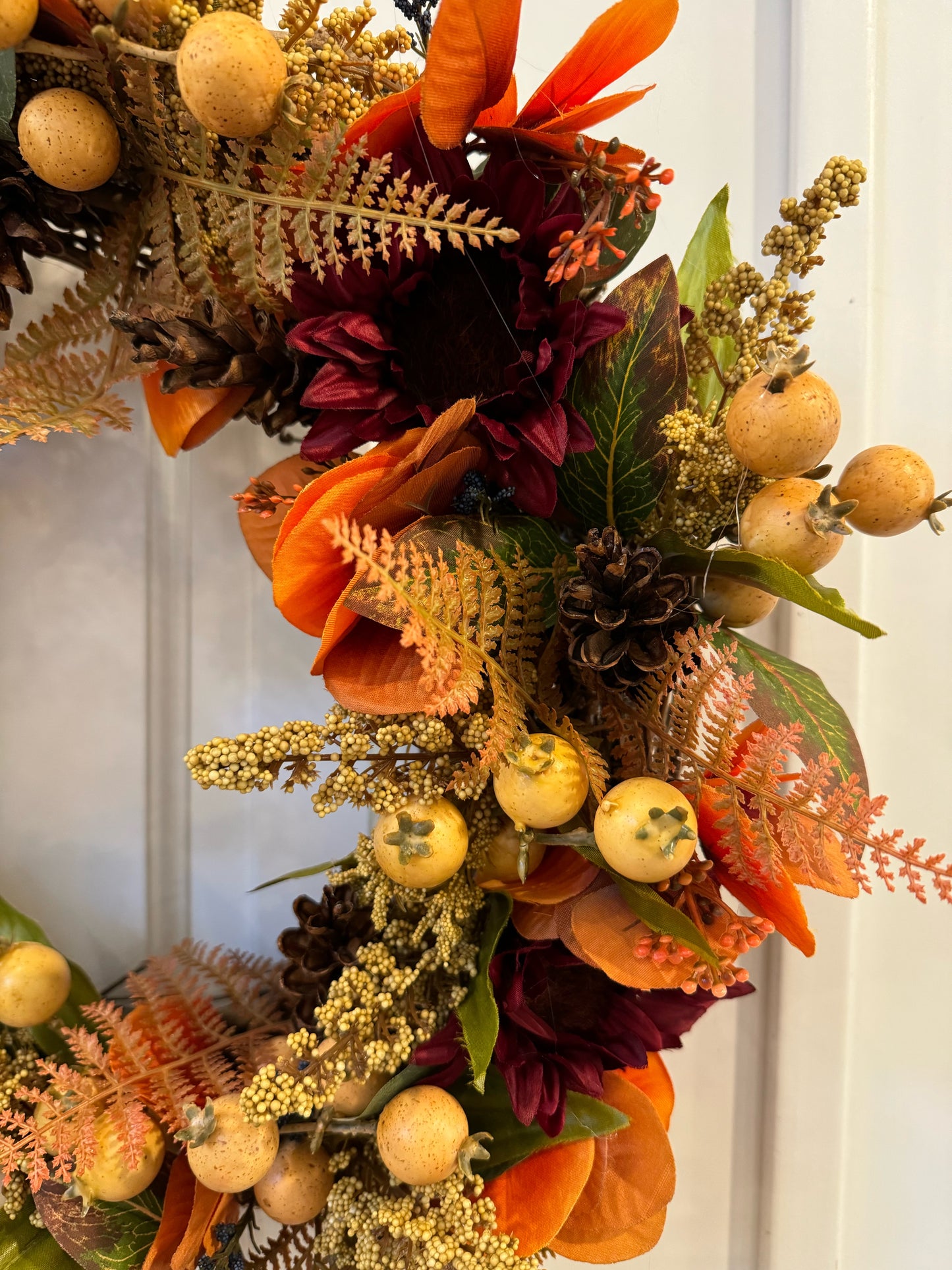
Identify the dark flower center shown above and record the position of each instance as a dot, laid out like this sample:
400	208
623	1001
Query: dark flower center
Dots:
457	332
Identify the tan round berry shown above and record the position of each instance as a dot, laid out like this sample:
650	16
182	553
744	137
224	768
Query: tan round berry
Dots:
422	845
894	487
419	1134
111	1179
783	426
17	20
776	523
646	830
238	1153
231	72
296	1186
544	784
503	856
34	982
735	602
69	139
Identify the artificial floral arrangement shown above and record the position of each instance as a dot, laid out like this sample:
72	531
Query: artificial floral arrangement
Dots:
530	509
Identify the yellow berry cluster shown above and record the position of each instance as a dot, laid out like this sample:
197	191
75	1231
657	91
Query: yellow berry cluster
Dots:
447	1225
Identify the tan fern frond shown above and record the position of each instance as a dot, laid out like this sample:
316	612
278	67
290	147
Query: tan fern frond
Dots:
685	726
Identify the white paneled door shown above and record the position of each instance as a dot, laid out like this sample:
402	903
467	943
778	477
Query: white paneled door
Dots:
814	1120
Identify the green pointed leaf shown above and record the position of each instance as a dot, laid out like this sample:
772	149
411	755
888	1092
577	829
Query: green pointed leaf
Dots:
308	871
479	1012
512	1141
786	693
26	1248
763	572
709	257
623	389
109	1236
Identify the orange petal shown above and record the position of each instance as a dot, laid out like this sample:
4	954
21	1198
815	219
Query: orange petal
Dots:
260	533
563	874
389	125
535	1198
616	41
470	64
184	419
656	1081
634	1244
503	113
632	1174
371	672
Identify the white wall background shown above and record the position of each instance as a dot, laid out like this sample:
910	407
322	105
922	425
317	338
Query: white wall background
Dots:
814	1123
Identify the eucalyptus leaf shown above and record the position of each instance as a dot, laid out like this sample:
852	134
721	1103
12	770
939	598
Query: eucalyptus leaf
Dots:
763	572
785	691
512	1141
108	1236
709	257
478	1012
308	871
623	388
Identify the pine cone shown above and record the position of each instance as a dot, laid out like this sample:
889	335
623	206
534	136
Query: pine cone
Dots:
620	611
318	949
38	220
213	351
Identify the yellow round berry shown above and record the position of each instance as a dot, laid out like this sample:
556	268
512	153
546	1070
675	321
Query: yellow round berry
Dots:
646	830
69	139
544	784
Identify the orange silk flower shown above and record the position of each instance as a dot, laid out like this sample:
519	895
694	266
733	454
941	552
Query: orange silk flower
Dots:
389	488
468	83
602	1199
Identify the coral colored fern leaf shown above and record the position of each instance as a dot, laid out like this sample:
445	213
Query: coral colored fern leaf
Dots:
685	726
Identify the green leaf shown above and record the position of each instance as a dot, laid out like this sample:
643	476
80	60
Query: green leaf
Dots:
309	871
512	1141
631	233
644	901
24	1248
8	94
709	257
16	926
763	572
109	1236
623	389
786	693
404	1078
479	1012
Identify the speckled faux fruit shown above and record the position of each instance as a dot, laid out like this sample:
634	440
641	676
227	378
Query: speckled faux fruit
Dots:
34	982
69	139
646	830
544	784
231	72
423	844
419	1134
17	19
735	602
894	488
237	1155
776	523
111	1179
296	1186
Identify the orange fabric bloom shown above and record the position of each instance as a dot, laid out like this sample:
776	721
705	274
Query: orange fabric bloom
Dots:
468	84
363	663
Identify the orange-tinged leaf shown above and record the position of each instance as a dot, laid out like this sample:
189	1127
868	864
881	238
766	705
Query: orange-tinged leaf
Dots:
634	1244
616	41
632	1174
535	1198
470	64
656	1081
260	533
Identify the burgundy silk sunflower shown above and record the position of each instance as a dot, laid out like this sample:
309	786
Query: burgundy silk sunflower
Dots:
403	341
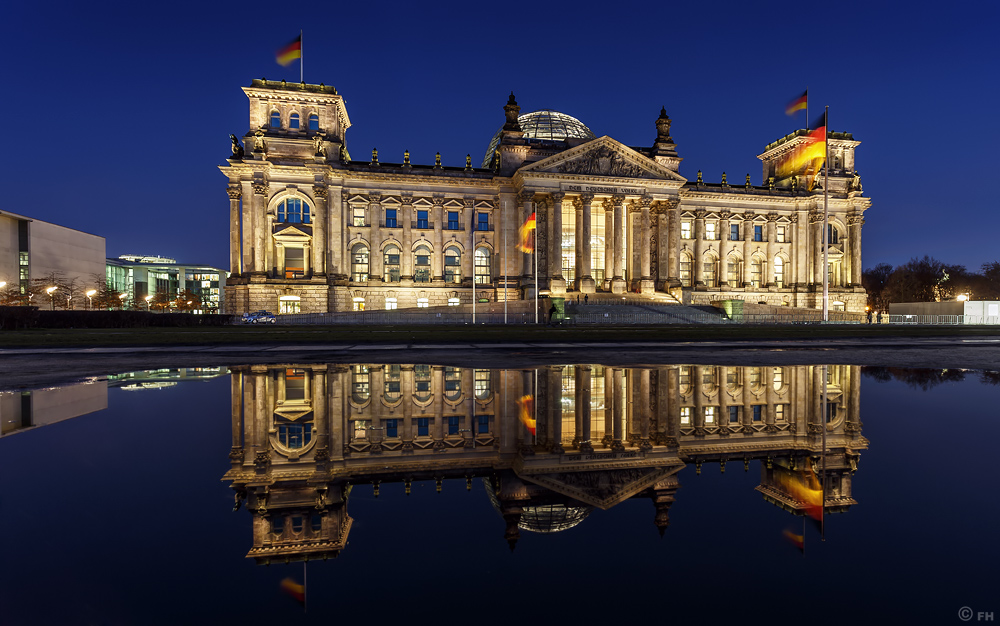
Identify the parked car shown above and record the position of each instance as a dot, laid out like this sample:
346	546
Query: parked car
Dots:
259	317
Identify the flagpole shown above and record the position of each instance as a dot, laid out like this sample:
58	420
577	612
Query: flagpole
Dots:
826	216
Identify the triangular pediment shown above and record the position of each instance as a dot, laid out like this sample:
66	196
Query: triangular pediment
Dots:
602	488
603	157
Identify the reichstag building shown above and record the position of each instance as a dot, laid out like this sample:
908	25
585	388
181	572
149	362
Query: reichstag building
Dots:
313	230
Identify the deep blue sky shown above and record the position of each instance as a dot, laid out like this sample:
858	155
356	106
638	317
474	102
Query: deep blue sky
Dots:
119	114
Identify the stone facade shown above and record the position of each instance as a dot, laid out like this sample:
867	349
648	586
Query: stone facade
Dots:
314	231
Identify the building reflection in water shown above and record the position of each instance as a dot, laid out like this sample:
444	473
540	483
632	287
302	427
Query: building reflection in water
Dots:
303	435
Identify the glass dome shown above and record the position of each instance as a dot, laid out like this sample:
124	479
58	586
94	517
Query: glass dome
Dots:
547	125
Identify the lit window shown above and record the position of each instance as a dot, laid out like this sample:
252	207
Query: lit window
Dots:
422	265
484	272
686	229
293	211
452	265
359	263
390	264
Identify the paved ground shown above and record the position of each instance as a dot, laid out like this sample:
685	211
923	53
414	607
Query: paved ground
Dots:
39	367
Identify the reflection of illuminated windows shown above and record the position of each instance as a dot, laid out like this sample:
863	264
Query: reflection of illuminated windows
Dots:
295	436
422	382
482	378
391	386
360	383
452	383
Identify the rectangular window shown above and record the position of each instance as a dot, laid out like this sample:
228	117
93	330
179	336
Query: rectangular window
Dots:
686	230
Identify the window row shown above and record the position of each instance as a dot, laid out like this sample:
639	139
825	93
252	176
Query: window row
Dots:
453	220
293	121
391	264
422	380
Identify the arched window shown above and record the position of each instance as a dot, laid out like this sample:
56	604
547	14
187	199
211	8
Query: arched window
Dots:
733	271
294	211
452	265
709	273
422	265
756	272
685	270
832	235
390	262
484	273
359	263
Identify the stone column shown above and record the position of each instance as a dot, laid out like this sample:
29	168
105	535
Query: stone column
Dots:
406	254
618	280
235	265
673	213
259	209
319	231
619	410
855	221
526	199
584	269
772	247
557	282
645	232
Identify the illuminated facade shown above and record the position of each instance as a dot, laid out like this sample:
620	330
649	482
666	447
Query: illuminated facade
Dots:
312	230
551	444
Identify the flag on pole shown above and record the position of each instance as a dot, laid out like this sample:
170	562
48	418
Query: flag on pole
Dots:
290	52
798	104
526	235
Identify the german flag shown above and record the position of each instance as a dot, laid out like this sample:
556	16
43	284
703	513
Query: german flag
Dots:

_YOUR GOAL_.
Give back the lines of the listing from the one with "Identify the arched" through the end, both included, exactly as written and with nothing added.

_FULL SOLUTION_.
Identify the arched window shown above and record the position of each instance as a dot, laid out like this sample:
56	604
547	14
187	199
211	8
Query: arched window
Dots:
733	271
294	211
452	265
709	273
422	265
756	272
685	270
832	235
390	262
484	273
359	263
Identify the stone column shown above and record the position of each instance as a dot, laid out like this sample:
29	168
105	535
Query: stone column
Dots:
406	254
618	280
235	265
673	213
259	209
319	231
619	410
855	221
526	199
584	269
772	247
557	282
645	232
Identify the illuminated facade shown above and record the position of each instance as a dot, laid out like this sample:
620	330
649	482
666	447
Query: illuminated facade
Dots:
312	230
551	444
Identify the flag on pole shown above and record the position of each instance as a dot, laid out like this sample:
170	562
48	418
Query: flag on pole
Dots:
290	52
798	104
526	235
Identify the german flag shown above and record the position of each instance as a dot, laid out like this sample:
556	16
43	284
703	513
Query: german flag
Dots:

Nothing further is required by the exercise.